Data section |
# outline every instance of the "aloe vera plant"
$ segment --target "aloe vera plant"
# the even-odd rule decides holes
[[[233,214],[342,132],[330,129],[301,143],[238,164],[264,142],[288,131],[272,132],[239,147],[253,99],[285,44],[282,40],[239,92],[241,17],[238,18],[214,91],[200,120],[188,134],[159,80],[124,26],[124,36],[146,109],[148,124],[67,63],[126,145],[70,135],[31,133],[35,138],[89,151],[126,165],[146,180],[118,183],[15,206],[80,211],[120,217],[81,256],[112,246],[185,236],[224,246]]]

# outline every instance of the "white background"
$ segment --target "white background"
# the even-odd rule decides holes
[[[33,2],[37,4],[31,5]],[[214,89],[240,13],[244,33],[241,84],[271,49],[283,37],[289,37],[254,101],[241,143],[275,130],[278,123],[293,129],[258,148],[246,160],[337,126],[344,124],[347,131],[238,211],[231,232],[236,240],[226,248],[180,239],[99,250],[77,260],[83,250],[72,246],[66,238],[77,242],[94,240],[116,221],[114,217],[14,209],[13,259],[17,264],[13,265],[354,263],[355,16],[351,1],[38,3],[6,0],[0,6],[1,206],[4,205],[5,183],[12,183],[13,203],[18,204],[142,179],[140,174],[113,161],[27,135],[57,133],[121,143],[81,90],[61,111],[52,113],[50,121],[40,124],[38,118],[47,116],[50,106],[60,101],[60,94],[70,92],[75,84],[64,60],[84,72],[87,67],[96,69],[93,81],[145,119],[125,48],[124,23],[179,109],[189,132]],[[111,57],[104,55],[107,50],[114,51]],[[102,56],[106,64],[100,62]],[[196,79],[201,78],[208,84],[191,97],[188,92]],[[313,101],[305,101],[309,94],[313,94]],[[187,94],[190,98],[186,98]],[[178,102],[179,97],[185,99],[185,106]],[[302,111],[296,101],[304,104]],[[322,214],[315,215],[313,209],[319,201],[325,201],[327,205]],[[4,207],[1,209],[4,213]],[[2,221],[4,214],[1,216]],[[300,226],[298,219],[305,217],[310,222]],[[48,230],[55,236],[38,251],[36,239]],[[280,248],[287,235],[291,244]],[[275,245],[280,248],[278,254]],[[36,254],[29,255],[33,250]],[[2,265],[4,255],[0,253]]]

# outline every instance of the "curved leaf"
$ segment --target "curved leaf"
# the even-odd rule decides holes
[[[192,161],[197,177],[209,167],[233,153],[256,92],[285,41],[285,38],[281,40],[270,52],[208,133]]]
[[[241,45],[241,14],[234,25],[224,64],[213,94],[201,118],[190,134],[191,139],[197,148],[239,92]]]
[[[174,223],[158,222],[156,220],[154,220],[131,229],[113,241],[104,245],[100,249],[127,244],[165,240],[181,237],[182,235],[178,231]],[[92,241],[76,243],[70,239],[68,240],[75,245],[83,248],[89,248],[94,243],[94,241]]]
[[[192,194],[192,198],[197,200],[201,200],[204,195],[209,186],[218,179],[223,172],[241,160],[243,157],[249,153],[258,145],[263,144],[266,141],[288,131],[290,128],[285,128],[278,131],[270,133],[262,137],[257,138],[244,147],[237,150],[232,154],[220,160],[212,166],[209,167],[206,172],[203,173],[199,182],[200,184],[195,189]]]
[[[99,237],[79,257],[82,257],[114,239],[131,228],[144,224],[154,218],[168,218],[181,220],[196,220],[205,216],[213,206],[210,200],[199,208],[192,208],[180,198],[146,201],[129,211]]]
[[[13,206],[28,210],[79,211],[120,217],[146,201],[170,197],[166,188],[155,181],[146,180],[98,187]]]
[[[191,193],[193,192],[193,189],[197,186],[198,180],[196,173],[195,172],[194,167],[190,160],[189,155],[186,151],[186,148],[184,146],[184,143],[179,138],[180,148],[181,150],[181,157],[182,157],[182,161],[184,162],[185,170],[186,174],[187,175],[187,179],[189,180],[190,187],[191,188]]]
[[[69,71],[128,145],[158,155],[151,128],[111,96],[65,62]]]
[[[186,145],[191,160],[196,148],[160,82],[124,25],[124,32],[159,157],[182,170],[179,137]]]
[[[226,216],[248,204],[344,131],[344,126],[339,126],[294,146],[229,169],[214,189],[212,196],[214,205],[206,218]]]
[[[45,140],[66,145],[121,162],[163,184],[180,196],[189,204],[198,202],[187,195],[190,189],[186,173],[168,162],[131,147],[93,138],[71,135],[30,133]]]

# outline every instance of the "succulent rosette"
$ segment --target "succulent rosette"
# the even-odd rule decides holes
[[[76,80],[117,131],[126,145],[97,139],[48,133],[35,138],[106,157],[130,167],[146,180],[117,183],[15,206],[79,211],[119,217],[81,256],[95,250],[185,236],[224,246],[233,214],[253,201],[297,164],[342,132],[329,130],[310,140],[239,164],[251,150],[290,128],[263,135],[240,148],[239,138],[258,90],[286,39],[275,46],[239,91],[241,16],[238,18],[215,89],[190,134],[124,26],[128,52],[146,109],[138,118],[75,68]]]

...

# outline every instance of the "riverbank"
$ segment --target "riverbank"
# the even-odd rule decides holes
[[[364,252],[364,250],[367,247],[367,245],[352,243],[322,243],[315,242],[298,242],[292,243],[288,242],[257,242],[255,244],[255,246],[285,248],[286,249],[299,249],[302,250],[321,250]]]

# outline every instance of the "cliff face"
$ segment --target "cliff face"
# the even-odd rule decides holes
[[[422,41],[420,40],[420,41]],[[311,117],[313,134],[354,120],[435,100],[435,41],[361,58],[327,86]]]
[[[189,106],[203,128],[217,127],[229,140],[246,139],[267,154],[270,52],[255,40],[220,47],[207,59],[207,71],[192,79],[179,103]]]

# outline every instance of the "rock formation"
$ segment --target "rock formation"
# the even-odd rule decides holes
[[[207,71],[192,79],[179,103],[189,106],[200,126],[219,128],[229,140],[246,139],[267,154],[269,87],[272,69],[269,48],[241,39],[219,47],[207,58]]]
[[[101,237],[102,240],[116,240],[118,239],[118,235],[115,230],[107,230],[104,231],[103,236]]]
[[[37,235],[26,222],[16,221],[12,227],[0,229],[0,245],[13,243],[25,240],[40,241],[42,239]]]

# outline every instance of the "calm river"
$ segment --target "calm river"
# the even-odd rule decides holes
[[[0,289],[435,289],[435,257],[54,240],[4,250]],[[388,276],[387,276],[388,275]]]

==

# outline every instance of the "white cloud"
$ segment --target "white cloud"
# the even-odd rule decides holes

Given instruction | How many lines in the records above contain the string "leaf", with case counting? Reply with the number alone.

Finished answer | 2